** Start PAGE TEXT **

The funny thing about it was that integrating for a black show would benefit the white people in the audience; they would have the same chance at the good seats as the black folks. I was determined to do my show that way or no way. But I didn’t want to just sit there and refuse, I wanted to get it done. So I went to see a friend of mine, a very influential white fella who ran a car lot in Macon, and told him the situation.
“Let’s just try it this one time,” I said. “All people are going to do is walk in together and sit down. Most folks are escorted, so they’re with their man or their woman. After the show, everybody goes home. Meantime, all they’re doing is standing around in a place together. Nobody’s going to bother nobody.”
He said he’d see what he could do. I think he went around and talked to some of the city officials and got them prepared for what was going to happen. Didn’t make a lot of noise about it, just explained things. The audience didn’t know anything about it until they got there for the show. What we did was close the balcony until the main floor was filled. Then we opened the balcony back up. The show went off without a hitch. I think a lot of people were surprised that the building was still standing afterwards, but I wasn’t.
The next time I went back to Augusta for a show—about five or six months later—I went to the leaders of the white community and the black community and talked to them about what had happened in Macon, saying that we could do it in Augusta, too. So we closed off the small rear seating section and the balcony in Bell Auditorium until the main part was filled, like we’d done in Macon. It came off fine. The next day the papers wrote it up, saying it was the first time there’d been an integrated event and complimenting everybody. After that, the audiences were integrated for all the shows. A little later, President Johnson signed the 1964 Civil Rights bill that outlawed segregation in public places, but it took a long time to take full effect in show business; it was more than a year later before a lot of venues in the South quit segregating the audiences.

** End PAGE TEXT **
** Start DATASET ROWS **

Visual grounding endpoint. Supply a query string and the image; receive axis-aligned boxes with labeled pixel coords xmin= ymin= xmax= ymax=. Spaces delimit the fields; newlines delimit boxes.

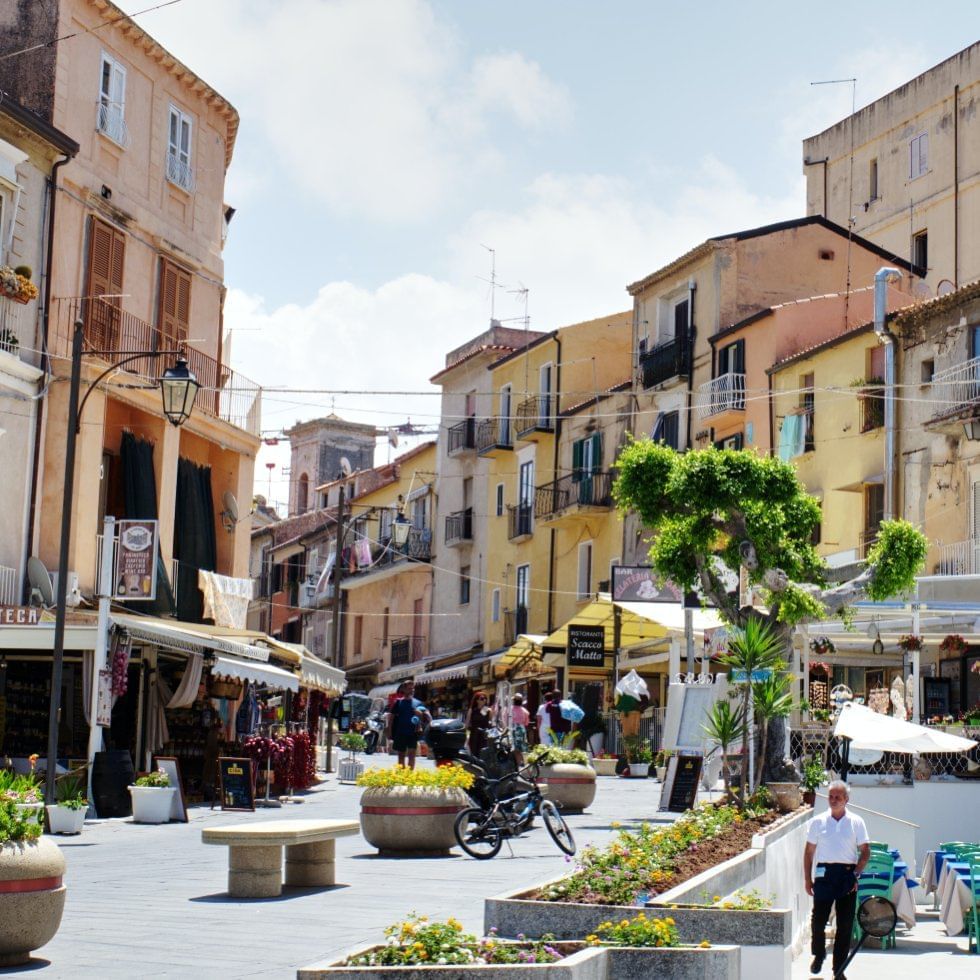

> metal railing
xmin=167 ymin=150 xmax=194 ymax=191
xmin=695 ymin=371 xmax=745 ymax=419
xmin=446 ymin=507 xmax=473 ymax=544
xmin=476 ymin=419 xmax=514 ymax=453
xmin=932 ymin=357 xmax=980 ymax=415
xmin=514 ymin=395 xmax=555 ymax=437
xmin=95 ymin=102 xmax=129 ymax=147
xmin=0 ymin=565 xmax=20 ymax=606
xmin=939 ymin=538 xmax=980 ymax=575
xmin=640 ymin=331 xmax=690 ymax=388
xmin=507 ymin=504 xmax=534 ymax=541
xmin=447 ymin=418 xmax=476 ymax=455
xmin=49 ymin=296 xmax=262 ymax=436
xmin=534 ymin=473 xmax=614 ymax=519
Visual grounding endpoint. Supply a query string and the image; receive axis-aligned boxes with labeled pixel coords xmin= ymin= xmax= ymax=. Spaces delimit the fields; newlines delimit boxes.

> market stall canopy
xmin=211 ymin=655 xmax=299 ymax=691
xmin=834 ymin=703 xmax=977 ymax=754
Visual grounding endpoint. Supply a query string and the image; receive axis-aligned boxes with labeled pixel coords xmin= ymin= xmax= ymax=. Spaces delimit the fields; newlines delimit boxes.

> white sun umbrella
xmin=834 ymin=704 xmax=977 ymax=755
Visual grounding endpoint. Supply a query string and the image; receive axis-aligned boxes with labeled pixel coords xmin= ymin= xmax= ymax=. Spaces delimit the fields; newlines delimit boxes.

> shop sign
xmin=0 ymin=606 xmax=41 ymax=626
xmin=113 ymin=521 xmax=159 ymax=602
xmin=567 ymin=623 xmax=606 ymax=667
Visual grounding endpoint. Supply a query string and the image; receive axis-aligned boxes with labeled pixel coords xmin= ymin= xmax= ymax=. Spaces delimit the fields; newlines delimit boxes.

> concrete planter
xmin=129 ymin=786 xmax=177 ymax=823
xmin=361 ymin=786 xmax=470 ymax=856
xmin=538 ymin=763 xmax=596 ymax=813
xmin=0 ymin=837 xmax=65 ymax=967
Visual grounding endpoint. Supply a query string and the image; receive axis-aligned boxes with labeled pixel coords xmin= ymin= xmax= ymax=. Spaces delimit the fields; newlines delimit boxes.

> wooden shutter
xmin=85 ymin=215 xmax=126 ymax=350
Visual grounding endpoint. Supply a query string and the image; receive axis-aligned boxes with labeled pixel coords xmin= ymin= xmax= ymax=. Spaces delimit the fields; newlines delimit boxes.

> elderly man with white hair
xmin=803 ymin=779 xmax=871 ymax=980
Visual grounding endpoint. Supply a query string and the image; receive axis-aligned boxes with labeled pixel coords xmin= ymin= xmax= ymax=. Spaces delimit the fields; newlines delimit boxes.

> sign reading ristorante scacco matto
xmin=567 ymin=623 xmax=606 ymax=667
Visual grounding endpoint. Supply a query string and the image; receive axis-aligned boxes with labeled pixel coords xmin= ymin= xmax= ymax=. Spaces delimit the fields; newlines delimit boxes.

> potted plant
xmin=0 ymin=794 xmax=65 ymax=968
xmin=800 ymin=756 xmax=827 ymax=806
xmin=46 ymin=773 xmax=88 ymax=834
xmin=129 ymin=769 xmax=177 ymax=823
xmin=357 ymin=765 xmax=473 ymax=856
xmin=527 ymin=733 xmax=596 ymax=813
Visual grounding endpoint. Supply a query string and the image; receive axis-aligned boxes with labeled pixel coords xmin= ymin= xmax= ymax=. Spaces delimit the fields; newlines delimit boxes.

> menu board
xmin=218 ymin=757 xmax=255 ymax=810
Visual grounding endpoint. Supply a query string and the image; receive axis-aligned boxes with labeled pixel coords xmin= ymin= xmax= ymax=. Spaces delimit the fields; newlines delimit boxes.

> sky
xmin=116 ymin=0 xmax=976 ymax=503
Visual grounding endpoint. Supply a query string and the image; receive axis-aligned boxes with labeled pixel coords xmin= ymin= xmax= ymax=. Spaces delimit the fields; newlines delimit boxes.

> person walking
xmin=388 ymin=681 xmax=432 ymax=769
xmin=803 ymin=779 xmax=871 ymax=980
xmin=510 ymin=694 xmax=531 ymax=768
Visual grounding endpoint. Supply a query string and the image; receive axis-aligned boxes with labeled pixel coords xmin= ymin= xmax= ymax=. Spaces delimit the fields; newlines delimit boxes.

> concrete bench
xmin=201 ymin=820 xmax=361 ymax=898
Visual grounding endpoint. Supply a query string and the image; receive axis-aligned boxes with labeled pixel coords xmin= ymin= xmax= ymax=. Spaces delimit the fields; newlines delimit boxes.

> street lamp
xmin=44 ymin=319 xmax=200 ymax=805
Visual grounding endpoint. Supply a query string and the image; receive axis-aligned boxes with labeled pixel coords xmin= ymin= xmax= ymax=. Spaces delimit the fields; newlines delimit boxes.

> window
xmin=912 ymin=231 xmax=929 ymax=276
xmin=167 ymin=105 xmax=194 ymax=191
xmin=578 ymin=541 xmax=592 ymax=599
xmin=95 ymin=51 xmax=129 ymax=146
xmin=909 ymin=133 xmax=929 ymax=180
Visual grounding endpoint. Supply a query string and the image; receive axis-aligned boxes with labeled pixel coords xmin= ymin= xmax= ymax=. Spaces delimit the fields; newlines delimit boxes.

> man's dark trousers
xmin=810 ymin=864 xmax=857 ymax=973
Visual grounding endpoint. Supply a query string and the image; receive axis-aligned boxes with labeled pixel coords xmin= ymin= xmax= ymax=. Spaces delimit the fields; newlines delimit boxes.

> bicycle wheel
xmin=541 ymin=800 xmax=575 ymax=854
xmin=453 ymin=807 xmax=503 ymax=861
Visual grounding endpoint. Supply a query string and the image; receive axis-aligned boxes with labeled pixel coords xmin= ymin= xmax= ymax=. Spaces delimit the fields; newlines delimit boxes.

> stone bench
xmin=201 ymin=820 xmax=361 ymax=898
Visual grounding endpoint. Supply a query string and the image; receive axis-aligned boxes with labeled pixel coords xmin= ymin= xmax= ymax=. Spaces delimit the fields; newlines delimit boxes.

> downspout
xmin=548 ymin=331 xmax=561 ymax=636
xmin=875 ymin=265 xmax=902 ymax=521
xmin=23 ymin=151 xmax=77 ymax=602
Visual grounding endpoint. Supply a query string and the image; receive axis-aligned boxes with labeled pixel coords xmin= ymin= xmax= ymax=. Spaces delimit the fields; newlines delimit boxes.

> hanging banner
xmin=112 ymin=521 xmax=159 ymax=602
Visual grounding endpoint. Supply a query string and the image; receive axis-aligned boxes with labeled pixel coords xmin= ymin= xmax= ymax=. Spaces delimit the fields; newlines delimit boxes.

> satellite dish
xmin=27 ymin=555 xmax=54 ymax=609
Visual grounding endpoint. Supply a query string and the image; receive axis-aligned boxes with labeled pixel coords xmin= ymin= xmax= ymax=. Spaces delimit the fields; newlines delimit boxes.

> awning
xmin=834 ymin=704 xmax=977 ymax=754
xmin=211 ymin=656 xmax=299 ymax=691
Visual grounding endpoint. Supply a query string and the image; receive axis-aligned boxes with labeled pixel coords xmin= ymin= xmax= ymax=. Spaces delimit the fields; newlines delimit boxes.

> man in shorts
xmin=388 ymin=681 xmax=432 ymax=769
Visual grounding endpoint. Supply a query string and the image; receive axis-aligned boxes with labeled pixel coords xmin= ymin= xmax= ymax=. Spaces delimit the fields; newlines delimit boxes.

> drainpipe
xmin=875 ymin=265 xmax=902 ymax=521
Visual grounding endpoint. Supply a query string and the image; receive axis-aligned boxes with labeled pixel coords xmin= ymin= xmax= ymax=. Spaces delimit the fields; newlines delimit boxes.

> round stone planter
xmin=47 ymin=804 xmax=85 ymax=834
xmin=361 ymin=786 xmax=470 ymax=856
xmin=129 ymin=786 xmax=177 ymax=823
xmin=0 ymin=837 xmax=65 ymax=967
xmin=538 ymin=760 xmax=596 ymax=813
xmin=766 ymin=783 xmax=803 ymax=813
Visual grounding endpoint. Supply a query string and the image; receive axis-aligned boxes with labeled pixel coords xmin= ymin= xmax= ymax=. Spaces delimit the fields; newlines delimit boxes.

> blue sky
xmin=117 ymin=0 xmax=976 ymax=500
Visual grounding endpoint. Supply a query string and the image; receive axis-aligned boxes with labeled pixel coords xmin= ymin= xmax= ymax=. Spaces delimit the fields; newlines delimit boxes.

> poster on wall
xmin=112 ymin=521 xmax=158 ymax=602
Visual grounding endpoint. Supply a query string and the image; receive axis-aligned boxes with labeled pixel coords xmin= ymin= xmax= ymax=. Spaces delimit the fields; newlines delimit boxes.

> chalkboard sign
xmin=218 ymin=758 xmax=255 ymax=810
xmin=659 ymin=755 xmax=704 ymax=813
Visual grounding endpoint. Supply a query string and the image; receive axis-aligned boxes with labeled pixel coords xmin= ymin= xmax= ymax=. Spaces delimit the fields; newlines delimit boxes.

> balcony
xmin=391 ymin=636 xmax=426 ymax=667
xmin=507 ymin=504 xmax=534 ymax=541
xmin=446 ymin=418 xmax=476 ymax=456
xmin=640 ymin=331 xmax=691 ymax=388
xmin=939 ymin=538 xmax=980 ymax=575
xmin=514 ymin=395 xmax=555 ymax=442
xmin=476 ymin=419 xmax=514 ymax=457
xmin=50 ymin=297 xmax=262 ymax=436
xmin=534 ymin=473 xmax=615 ymax=525
xmin=446 ymin=507 xmax=473 ymax=545
xmin=694 ymin=371 xmax=745 ymax=420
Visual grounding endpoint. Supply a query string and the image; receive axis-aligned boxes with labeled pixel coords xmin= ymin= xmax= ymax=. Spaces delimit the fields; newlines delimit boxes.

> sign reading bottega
xmin=568 ymin=624 xmax=606 ymax=668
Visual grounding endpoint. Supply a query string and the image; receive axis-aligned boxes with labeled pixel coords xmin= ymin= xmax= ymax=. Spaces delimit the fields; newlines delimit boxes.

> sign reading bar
xmin=112 ymin=521 xmax=158 ymax=602
xmin=568 ymin=623 xmax=606 ymax=668
xmin=218 ymin=757 xmax=255 ymax=810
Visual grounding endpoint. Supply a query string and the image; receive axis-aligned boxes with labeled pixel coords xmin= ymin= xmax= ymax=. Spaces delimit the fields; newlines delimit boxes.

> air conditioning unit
xmin=51 ymin=572 xmax=82 ymax=606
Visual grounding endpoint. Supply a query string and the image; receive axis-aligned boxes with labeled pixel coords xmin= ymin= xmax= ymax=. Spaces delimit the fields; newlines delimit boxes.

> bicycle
xmin=453 ymin=767 xmax=575 ymax=861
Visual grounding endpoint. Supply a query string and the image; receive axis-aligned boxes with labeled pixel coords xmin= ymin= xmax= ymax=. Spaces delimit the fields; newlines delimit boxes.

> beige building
xmin=803 ymin=42 xmax=980 ymax=295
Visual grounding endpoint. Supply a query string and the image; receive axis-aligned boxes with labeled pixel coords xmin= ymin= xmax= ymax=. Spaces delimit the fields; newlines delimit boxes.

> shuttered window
xmin=157 ymin=259 xmax=191 ymax=350
xmin=85 ymin=216 xmax=126 ymax=350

** End DATASET ROWS **

**THE REQUEST**
Duplicate the stretch of the account of integrating concert audiences from "The next time" through "segregating the audiences.", word for word. The material can be set aside.

**COMPLETED TASK**
The next time I went back to Augusta for a show—about five or six months later—I went to the leaders of the white community and the black community and talked to them about what had happened in Macon, saying that we could do it in Augusta, too. So we closed off the small rear seating section and the balcony in Bell Auditorium until the main part was filled, like we’d done in Macon. It came off fine. The next day the papers wrote it up, saying it was the first time there’d been an integrated event and complimenting everybody. After that, the audiences were integrated for all the shows. A little later, President Johnson signed the 1964 Civil Rights bill that outlawed segregation in public places, but it took a long time to take full effect in show business; it was more than a year later before a lot of venues in the South quit segregating the audiences.